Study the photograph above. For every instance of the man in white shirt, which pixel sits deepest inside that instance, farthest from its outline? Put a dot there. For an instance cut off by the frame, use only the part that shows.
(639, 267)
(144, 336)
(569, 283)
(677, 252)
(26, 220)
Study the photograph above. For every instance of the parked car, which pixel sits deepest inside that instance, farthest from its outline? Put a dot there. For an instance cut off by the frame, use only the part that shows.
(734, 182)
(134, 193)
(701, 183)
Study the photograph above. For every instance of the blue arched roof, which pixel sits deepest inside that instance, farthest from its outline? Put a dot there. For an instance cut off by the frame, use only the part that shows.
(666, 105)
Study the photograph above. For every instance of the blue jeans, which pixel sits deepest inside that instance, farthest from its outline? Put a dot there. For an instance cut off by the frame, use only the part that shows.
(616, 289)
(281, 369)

Requirements =
Transcribe each of the records above word for word, changing nothing.

Solution =
Study the photograph above. For every instance of the man in white shirt, which pixel sits deepest inside that instance, farthest from its outline? Put a dot there. For an instance cut off by the frame, use only the part that shows.
(639, 267)
(144, 336)
(569, 283)
(677, 252)
(26, 220)
Study the photograph above. For every instance of the parked car, which pixel sits deepest inside that instance, farthest from its outline? Put a dot there. For an instance cut off by the frame, use only the part that shows.
(734, 182)
(134, 193)
(701, 183)
Study the photograph above. For every instance of the blue arched roof, which pixel sits deepest inside that instance, farthest from its outline? Put a dot there. For an instance cut off by the frame, use only the part that shows.
(666, 105)
Study the photograph above. For every instance of the blue jeans, which pixel sits deepest inside that instance, farthest from its outline? Put a dot there. For an instance cut off by the frame, use only the part that shows.
(616, 289)
(281, 369)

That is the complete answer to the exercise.